Please update the material from the line containing "One keypoint belongs on each instance. Indicate the small" through the end, replacing "pasta nest" with "pasta coil" and changing nothing else. Leave the pictures out of your answer.
#####
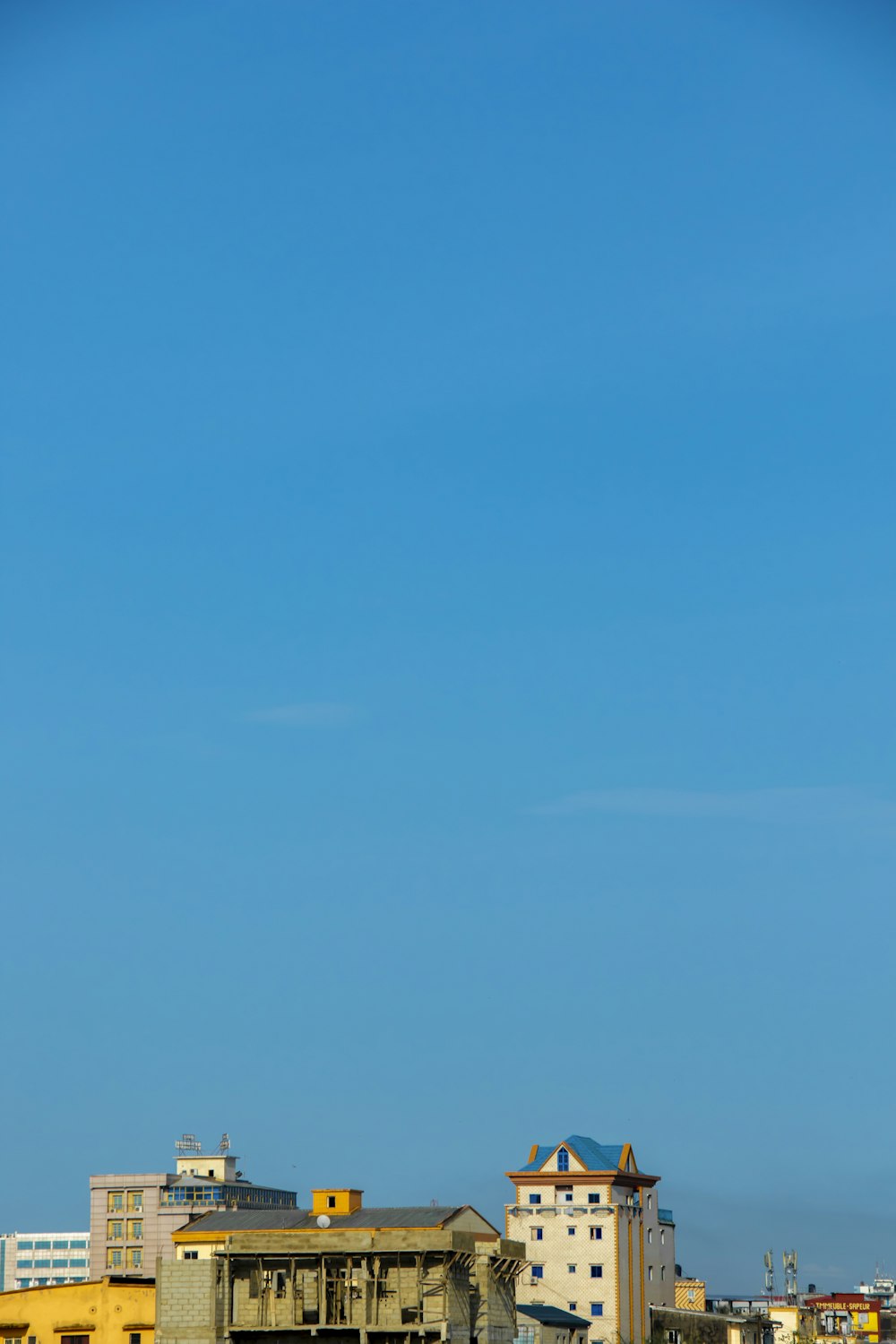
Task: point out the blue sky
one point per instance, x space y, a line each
447 601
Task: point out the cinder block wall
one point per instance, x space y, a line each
188 1304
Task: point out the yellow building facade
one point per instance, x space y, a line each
597 1242
105 1311
691 1295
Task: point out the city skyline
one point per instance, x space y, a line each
446 562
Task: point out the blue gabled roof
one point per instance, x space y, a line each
597 1158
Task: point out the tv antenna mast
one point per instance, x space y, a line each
790 1276
770 1274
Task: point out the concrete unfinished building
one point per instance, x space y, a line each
400 1276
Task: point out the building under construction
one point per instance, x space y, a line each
341 1271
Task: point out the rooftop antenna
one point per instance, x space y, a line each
188 1144
770 1274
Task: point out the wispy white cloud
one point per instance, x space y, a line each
806 806
306 714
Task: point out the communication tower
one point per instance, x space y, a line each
790 1276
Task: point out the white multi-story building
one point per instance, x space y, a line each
597 1241
32 1260
134 1214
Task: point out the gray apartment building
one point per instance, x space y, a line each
134 1214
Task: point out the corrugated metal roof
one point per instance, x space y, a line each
300 1219
549 1314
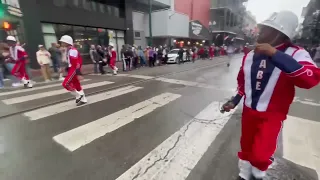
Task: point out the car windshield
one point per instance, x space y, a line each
174 51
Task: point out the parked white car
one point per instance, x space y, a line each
173 56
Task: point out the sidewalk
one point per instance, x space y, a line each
85 69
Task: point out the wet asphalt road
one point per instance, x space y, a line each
41 138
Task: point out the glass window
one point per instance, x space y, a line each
102 8
76 3
103 37
48 39
109 9
64 30
86 5
48 28
60 3
92 36
116 12
120 42
120 34
94 6
80 39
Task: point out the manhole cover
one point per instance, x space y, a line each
177 86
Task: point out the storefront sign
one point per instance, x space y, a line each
198 31
13 7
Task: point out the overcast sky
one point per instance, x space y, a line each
262 9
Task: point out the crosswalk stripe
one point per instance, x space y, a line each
302 149
50 93
80 136
69 105
178 155
141 76
34 88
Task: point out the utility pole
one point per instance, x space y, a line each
150 22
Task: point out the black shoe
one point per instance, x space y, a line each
81 103
79 99
253 178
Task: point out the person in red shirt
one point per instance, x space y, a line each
74 60
113 58
267 80
211 52
246 49
19 56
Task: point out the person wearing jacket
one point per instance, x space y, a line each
267 80
19 56
74 59
94 58
43 58
113 59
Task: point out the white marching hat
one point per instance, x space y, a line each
11 38
283 21
67 39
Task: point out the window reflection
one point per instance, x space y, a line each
60 3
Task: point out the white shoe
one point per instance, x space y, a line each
16 84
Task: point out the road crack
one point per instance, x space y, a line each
167 153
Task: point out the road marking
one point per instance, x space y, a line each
80 136
69 105
190 83
141 76
50 93
301 143
178 155
34 88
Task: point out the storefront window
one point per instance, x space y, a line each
103 37
120 42
86 5
92 36
83 37
116 12
80 39
60 3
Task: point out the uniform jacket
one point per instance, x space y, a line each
268 83
74 58
18 53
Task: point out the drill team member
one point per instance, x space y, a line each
19 56
267 80
113 58
71 82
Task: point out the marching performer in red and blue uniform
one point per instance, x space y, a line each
71 82
267 80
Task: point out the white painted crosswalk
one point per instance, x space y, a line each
27 98
34 89
177 155
85 134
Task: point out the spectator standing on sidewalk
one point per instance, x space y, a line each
94 58
43 58
4 52
141 56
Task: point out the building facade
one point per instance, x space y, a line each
226 20
172 26
97 22
311 25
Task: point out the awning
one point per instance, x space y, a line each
198 31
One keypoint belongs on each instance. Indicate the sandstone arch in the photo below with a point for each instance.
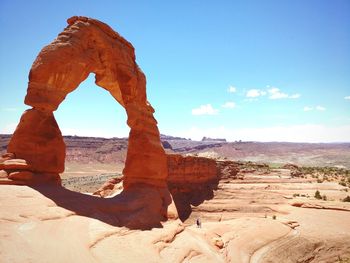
(88, 46)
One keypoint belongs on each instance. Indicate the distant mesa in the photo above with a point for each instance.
(170, 138)
(208, 139)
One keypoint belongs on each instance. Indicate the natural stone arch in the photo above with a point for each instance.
(88, 46)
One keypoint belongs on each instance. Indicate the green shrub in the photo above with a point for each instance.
(318, 195)
(342, 183)
(346, 199)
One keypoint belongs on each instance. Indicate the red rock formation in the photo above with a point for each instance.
(190, 172)
(88, 46)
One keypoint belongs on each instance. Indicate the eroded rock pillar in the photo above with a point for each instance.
(146, 162)
(38, 140)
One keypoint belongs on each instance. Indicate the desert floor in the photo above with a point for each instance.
(263, 218)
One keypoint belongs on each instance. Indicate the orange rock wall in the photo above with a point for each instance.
(187, 173)
(88, 46)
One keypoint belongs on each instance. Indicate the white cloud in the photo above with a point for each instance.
(276, 93)
(232, 89)
(205, 110)
(294, 96)
(10, 109)
(229, 105)
(96, 132)
(293, 133)
(320, 108)
(253, 93)
(307, 108)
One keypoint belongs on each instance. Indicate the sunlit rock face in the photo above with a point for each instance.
(88, 46)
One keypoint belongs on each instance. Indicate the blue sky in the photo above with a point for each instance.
(243, 70)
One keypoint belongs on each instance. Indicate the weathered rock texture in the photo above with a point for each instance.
(193, 179)
(191, 173)
(88, 46)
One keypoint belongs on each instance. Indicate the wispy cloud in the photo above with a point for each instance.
(232, 89)
(9, 109)
(254, 93)
(229, 105)
(318, 107)
(276, 93)
(292, 133)
(273, 92)
(205, 110)
(307, 108)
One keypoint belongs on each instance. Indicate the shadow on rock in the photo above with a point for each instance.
(193, 196)
(139, 207)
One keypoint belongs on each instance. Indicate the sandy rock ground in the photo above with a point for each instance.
(263, 218)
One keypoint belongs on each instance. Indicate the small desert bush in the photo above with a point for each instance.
(318, 195)
(346, 199)
(342, 183)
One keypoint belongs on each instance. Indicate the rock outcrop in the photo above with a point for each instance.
(88, 46)
(186, 173)
(191, 173)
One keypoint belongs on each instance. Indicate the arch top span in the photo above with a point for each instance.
(87, 46)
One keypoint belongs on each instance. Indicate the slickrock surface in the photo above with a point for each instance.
(51, 224)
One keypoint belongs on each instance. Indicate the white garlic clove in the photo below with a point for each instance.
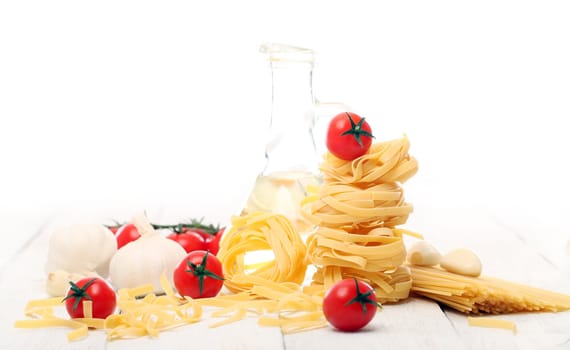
(422, 253)
(57, 282)
(462, 261)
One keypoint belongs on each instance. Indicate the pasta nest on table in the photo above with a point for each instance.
(357, 209)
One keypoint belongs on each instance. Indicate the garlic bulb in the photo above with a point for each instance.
(81, 249)
(144, 261)
(57, 282)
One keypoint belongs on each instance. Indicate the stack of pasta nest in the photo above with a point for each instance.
(358, 210)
#####
▶ _Task answer_
One keypoint belongs on each instance. Indicate the small desert bush in the photo above with a point for each instance.
(318, 195)
(346, 199)
(342, 183)
One keypoint belongs on each instance. Indicate the rock outcrop in the photo above with a point for each instance.
(88, 46)
(186, 173)
(191, 173)
One keypoint belongs on each instance. Indicate the arch top span in the photo above with a point for each instance.
(87, 46)
One keypoint belongs on each instance. Indicate the slickrock surface in the photo above with a point for each instance.
(51, 224)
One keypoint belongs on each instance. Indicate the white garlic clove in the photo below with a point for each instance.
(422, 253)
(57, 282)
(462, 261)
One keypoint belongs on each instance. Indicate the pasta coil on table in the photo above with a point for each instance.
(357, 209)
One keypoint belongs on each instance. Indicate the garlic bulb in the photo above with a point for each instance.
(81, 249)
(144, 261)
(57, 282)
One keypoint belongs on each instance. Indicate the stack of pasta coil in the photo above with a point for each instance.
(358, 210)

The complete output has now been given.